EXERCISE INSTRUCTIONS:
A. From the catfish tank thread, copy the passage that begins at the words "The 20 gallon" and stops after the words "more larger cats.".
B. Answer these questions from the catfish tank thread.
(i) What size tank is meant to become the catfish tank?
(ii) For how long has the humbug catfish been living in the 29 gallon tank?
(iii) What is being used to lower the pH?
C. Rewrite the paragraph of the catfish tank thread that begins "The 20 gallon long is meant to be" as a short list that keeps its main facts.

GIVEN TEXT:
——————————
# Catfish tank?



## Fredpuma (Apr 2, 2011)

I had a 29 gallon tank with cichlids that I adopted from someone about four years ago. For the most part they all got fat and happy and I only really lost any once I got a really aggressive guy that eventually killed everyone. I have traded him in and we have changed the 29 gallon into a community tank. Changing the tank around made me do some research, and it makes me embarrassed to find out how much I didn't know and how much I was doing wrong just following a friend's lax advise on how to care for those cichlids for all those years. Now that I have been researching and learning so much about the hobby, I have to admit I've become officially addicted and am practically bankrupt from planting the 29 gallon, a 10 gallon and buying a whole new 20 gallon long within the past 2 months. 

The 20 gallon long is meant to be a cat-fish tank eventually. Right now it's cycling with 2 mollys and a platy that are eventually going to be transferred to a 90 gallon community tank we plan to buy this summer (<--- see? ADDICTED). As soon as it's done cycling I'm going to move my humbug catfish out of the 29 where he has been living sadly for the past 2 years. He's still really tiny (about 2 inches) and really, really shy even with lights out. I want to let him live in the 20 for a few weeks with the mollys and platy before I put anybody else in there to give him time to settle down, get comfortable and maybe start eating more without so much competition. I realize he will probably outgrow the tank eventually, but by then I will have the 90 that he can possible go to, or I might just get another big tank (55?) for him and a few more larger cats. 

So, what I want to put in this (20 gallon) tank over the next few months are:
a honeycomb catfish (centromochlus perugiae)
a synodontis lusipinnis
a hypancistrus contradens
and a bristelnose pleco.

Does that sound like it's an ok plan? I don't know anyone that has a tank of only catfish... do I need any community fish in there, or will they be ok by themselves? Even if there are enough hiding spaces will they fight? Will this be too much fish for so little of a tank? [I tried to find small-non aggressive fish. For some reason I don't really like corys (no offense to anyone who does, they just aren't my thing)]

Is there anything I should know? Like I said, I was appalled when I found out how poorly I was caring for the tank before (replace evaporated water, change the filter once a month and feed cichlid food was the extent of my routine. I didn't even turn off the light before...) so I have really been trying to make up for it now that I know better. We do 25% water changes about twice a week, make gelatin food with carrots and peas, supplement that with flake and bloodworms, zuccini, an occasional algae wafer and have all the aquariums planted with CO2, and testing once a week. In the 29 and 10 gallons, ammonia is at 0, 0 to trace nitrites, nitrates around 30 and pH about 8 right now but we are lowering it with peat moss at the moment.
——————————
MATERIAL SUPPLIED:

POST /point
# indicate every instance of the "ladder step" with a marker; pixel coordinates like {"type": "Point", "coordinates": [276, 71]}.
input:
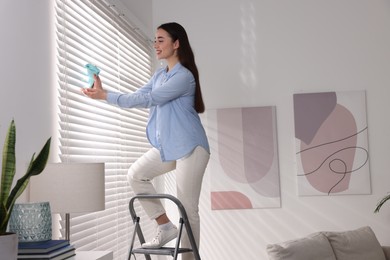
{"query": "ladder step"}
{"type": "Point", "coordinates": [160, 251]}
——————————
EXERCISE RESPONSES:
A.
The 20 gallon long is meant to be a cat-fish tank eventually. Right now it's cycling with 2 mollys and a platy that are eventually going to be transferred to a 90 gallon community tank we plan to buy this summer (<--- see? ADDICTED). As soon as it's done cycling I'm going to move my humbug catfish out of the 29 where he has been living sadly for the past 2 years. He's still really tiny (about 2 inches) and really, really shy even with lights out. I want to let him live in the 20 for a few weeks with the mollys and platy before I put anybody else in there to give him time to settle down, get comfortable and maybe start eating more without so much competition. I realize he will probably outgrow the tank eventually, but by then I will have the 90 that he can possible go to, or I might just get another big tank (55?) for him and a few more larger cats.

B.
(i) A 20 gallon long.
(ii) For the past 2 years.
(iii) Peat moss.

C.
- The 20 gallon long is meant to become a catfish tank.
- It is now cycling with 2 mollys and a platy, which will later move to a 90 gallon community tank planned for this summer.
- After cycling, the humbug catfish will move there from the 29, where he has lived for the past 2 years.
- He is still about 2 inches long and very shy, even with the lights out.
- He will share the 20 with the mollys and platy for a few weeks before other fish are added, so he can settle in and perhaps eat more with less competition.
- If he outgrows the tank, he may go to the 90 or to another big tank (possibly a 55) with a few larger cats.